**Kutipan Sumber:**
····················
Tragedi Kemanusiaan di Kanjuruhan

| dilihat 1687

Catatan Bang Sèm

127 tewas, 180 luka-luka. Begitu kabar resmi disampaikan pihak kepolisian daerah Jawa Timur, terkait kerusuhan antara suporter Aremania - Malang yang dipandang mengancam keselamatan petugas kepolisian di Stadion Kanjuruhan, Malang.

Kerusuhan itu menyusul kemenangan Persebaya atas Arema FC dengan score 3:2. Suporter Aremania tidak terima klub 'Singa Edan' kesayangannya dikalahkan Persebaya di kandang sendiri, dalam putaran pertandingan Liga I Indonesia.

Mereka menghambur dan merangsek ke lapangan, usai wasit meniup peluit panjang, tanda pertandingan usai.

Tak ada Bonek - suporter Persebaya di stadion itu. Mereka berada di beberapa titik lokasi tempat acara nobar (nonton bareng) di kota Surabaya dan sekitarnya.
····················
**Baris Tersedia:**
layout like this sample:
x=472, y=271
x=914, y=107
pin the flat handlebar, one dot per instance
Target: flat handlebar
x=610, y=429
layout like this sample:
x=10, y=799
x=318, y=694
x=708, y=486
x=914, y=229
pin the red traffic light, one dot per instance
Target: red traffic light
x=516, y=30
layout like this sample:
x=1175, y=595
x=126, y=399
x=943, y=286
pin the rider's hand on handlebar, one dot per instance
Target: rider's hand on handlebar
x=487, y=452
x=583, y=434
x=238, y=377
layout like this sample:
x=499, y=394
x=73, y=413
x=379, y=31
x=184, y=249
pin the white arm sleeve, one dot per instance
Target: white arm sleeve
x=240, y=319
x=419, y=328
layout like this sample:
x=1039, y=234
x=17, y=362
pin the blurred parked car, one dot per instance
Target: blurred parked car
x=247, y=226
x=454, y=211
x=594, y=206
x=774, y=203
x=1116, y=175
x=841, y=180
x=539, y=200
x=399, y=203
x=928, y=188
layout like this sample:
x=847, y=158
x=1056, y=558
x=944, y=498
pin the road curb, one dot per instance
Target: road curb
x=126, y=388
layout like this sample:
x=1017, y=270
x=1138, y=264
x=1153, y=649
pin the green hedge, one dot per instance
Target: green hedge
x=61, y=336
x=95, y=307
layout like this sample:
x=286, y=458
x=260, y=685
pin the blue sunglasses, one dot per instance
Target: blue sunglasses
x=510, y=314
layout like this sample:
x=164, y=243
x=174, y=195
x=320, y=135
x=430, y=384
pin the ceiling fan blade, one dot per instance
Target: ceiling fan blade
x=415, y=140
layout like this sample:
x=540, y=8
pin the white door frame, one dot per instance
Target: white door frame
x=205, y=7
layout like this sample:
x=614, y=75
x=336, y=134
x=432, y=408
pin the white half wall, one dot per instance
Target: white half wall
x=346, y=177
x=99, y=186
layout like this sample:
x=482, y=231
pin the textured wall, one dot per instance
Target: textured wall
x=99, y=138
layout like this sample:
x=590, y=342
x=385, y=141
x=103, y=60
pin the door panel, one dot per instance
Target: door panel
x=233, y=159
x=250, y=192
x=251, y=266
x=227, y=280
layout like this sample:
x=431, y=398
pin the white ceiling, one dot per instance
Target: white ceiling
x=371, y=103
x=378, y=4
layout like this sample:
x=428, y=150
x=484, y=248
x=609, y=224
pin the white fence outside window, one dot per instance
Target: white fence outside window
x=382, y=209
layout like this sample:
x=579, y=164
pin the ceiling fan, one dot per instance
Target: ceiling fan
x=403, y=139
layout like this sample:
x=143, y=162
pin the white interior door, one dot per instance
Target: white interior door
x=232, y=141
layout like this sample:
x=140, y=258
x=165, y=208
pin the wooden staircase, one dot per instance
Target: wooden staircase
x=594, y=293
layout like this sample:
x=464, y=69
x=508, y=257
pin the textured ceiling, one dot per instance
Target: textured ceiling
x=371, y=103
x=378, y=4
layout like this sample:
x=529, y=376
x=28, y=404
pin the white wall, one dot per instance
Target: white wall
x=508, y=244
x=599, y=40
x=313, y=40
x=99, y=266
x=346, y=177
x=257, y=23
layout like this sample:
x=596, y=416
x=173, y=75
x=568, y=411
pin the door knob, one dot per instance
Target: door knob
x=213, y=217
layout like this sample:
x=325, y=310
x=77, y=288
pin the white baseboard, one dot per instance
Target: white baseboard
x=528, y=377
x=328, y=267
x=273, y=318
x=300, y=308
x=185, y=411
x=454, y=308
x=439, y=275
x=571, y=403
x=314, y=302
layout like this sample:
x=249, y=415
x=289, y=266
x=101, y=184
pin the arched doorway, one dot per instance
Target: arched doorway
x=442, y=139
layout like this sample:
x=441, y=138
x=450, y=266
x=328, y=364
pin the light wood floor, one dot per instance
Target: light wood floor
····················
Lanjutkan tulisan tentang tragedi Kanjuruhan dari bagian tempat tulisan itu berhenti. Baris-baris data berasal dari sumber yang berbeda dengan tulisan tentang tragedi Kanjuruhan.

Bonek bahkan membatalkan rencana mereka mengarak pemain Persebaya, dan memilih pulang ke rumahnya masing-masing, menunjukkan simpati dan empati kepada seluruh korban tewas dan cedera di stadion itu.

Berbagai media lokal, nasional, dan internasional melalui berbagai saluran dan platform, memberitakan, polisi anti huru hara merespon kerusuhan, itu dengan menggunakan gas air mata di dalam stadion.

Gais air mata itu yang dikabarkan menjadi salah satu pemicu korban jatuh, berjuang untuk bernafas, dan tewas mengenaskan. Meski, tersiar juga kabar, kematian itu juga disebabkan oleh kekacauan dalam kesesakan, sehingga banyak yang jatuh, terinjak-injak dan mati lemas.

FIFA - federasi sepakbola dunia, melarang penggunaan gas air mata, peluru karet, dan granat kejut, dalam menangani kekacauan di stadion, baik di luar maupun di dalam stadion.

Larangan itu berlaku sejak berlangsung Piala Konfederasi di Brazil, menjelang Piala Dunia 2014.

Tragedi Kanjuruhan adalah tragedi kemanusiaan yang mengenaskan, melampaui bencana di stadion Hillsborough di Sheffield, Inggris (15/4/1989), yang menewaskan 97 orang dan ratusan luka-luka.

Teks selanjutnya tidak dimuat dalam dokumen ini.